** START Records **
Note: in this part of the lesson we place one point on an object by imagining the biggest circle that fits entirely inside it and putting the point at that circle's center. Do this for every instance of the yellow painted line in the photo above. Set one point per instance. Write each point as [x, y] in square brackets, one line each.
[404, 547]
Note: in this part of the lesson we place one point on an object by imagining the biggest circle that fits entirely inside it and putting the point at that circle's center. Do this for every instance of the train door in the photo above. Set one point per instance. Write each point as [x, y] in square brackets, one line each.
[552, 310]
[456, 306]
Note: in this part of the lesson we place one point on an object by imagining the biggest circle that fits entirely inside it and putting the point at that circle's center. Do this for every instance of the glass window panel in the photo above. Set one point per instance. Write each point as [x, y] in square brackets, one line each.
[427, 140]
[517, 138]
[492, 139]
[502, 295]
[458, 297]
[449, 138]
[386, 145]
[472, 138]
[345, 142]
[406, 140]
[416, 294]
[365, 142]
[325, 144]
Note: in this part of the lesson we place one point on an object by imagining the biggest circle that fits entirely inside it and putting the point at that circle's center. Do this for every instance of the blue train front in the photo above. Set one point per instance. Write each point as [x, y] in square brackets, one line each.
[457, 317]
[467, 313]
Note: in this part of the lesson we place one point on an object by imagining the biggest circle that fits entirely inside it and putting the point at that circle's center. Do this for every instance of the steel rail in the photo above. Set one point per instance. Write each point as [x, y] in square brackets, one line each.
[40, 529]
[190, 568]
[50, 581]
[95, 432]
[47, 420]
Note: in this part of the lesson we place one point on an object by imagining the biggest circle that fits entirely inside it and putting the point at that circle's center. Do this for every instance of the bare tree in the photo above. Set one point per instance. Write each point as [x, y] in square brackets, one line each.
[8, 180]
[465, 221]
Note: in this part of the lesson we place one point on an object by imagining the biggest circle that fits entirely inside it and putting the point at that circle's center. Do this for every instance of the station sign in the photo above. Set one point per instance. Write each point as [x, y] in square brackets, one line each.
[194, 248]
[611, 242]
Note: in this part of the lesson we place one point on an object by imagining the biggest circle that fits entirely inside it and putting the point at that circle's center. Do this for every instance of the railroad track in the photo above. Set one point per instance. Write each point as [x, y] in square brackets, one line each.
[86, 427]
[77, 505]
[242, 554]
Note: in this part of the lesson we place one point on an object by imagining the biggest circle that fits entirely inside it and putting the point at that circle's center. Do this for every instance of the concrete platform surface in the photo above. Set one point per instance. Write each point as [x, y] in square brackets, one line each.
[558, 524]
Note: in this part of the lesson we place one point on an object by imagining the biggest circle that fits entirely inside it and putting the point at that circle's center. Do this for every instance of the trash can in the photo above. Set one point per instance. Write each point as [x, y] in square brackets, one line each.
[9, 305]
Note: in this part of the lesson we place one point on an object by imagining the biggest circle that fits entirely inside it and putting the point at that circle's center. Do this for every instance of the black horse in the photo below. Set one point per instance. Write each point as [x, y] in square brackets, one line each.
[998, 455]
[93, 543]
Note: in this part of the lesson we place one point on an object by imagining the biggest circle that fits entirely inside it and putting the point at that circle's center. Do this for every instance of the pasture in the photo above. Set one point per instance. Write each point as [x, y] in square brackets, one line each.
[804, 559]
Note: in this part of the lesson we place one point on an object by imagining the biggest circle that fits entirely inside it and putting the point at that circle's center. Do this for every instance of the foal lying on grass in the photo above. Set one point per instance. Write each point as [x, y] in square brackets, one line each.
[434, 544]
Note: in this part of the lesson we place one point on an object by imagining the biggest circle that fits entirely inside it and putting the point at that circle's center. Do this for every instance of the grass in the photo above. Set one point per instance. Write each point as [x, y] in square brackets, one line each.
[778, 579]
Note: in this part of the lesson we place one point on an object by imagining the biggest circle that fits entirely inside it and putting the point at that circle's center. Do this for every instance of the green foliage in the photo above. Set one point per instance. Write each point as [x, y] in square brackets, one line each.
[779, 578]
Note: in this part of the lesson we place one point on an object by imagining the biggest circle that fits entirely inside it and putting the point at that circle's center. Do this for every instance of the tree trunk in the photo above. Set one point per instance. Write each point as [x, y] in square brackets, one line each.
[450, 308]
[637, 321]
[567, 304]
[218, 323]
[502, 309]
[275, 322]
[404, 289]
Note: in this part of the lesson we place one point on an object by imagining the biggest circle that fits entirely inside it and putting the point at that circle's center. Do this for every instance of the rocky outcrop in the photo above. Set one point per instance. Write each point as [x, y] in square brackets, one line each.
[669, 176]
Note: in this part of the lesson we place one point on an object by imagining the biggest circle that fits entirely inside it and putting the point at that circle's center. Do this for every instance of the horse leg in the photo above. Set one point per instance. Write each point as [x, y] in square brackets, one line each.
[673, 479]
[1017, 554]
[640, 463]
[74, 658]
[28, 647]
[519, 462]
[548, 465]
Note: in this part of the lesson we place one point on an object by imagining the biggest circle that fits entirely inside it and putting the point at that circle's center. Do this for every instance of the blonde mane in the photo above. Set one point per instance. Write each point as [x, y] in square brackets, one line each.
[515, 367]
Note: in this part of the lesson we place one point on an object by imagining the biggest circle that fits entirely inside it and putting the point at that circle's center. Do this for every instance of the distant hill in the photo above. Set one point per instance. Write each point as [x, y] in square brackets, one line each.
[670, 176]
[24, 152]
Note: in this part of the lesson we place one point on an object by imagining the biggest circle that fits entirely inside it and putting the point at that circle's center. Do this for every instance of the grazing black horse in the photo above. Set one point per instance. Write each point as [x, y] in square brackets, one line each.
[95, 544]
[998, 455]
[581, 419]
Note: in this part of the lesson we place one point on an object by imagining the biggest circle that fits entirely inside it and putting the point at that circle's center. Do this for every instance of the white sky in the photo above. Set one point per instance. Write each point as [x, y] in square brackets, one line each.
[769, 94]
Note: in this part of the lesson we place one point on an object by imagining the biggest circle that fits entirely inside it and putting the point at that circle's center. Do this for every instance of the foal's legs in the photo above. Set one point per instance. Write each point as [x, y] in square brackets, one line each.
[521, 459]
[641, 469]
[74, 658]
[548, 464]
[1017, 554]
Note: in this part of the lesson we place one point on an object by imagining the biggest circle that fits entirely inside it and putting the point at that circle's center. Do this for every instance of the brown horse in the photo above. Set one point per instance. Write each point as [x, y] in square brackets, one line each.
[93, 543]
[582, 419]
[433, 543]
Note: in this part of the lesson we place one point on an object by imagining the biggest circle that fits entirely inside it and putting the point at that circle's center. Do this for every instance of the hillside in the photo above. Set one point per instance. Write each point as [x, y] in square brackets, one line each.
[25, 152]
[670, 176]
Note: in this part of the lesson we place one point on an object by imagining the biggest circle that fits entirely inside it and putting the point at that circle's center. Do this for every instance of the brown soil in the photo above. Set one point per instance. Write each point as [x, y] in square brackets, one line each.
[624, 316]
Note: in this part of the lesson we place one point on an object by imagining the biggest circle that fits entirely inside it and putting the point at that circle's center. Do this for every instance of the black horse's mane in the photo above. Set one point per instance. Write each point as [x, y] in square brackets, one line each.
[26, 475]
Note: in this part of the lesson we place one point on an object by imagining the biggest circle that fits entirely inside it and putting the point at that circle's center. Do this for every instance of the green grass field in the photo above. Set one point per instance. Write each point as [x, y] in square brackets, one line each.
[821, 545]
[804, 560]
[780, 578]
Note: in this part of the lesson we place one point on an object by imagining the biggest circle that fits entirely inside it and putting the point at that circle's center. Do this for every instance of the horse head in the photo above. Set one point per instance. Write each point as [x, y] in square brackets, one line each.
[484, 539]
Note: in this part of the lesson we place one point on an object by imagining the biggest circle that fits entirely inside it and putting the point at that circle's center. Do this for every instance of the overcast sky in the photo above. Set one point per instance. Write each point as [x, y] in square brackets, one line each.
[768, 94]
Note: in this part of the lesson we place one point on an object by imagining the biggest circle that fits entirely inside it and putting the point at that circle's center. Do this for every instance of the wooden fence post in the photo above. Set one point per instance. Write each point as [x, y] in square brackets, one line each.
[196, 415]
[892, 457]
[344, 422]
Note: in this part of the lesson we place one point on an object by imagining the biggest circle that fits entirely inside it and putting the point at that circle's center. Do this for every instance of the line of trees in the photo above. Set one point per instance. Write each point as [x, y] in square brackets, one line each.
** END Records **
What is needed:
Find every line in the material above that contains the word "brown", and copy each of those lines in full.

Written response:
Note: in this part of the lesson we place one point on an object by imagining the biggest circle that fits entirely inside it and putting the point at that circle's center. Do this for every instance of the brown horse in the photo above. Set one point per instance. Write each point as [x, y] in square brackets, one line each.
Note: in this part of the lesson we place one point on an object by imagining the biggest circle that fits entirely inside it and putting the point at that circle's center. Do this for every instance of the brown soil in the photo above. Set one point per instance. Write each point as [x, y] in square brackets, one line each.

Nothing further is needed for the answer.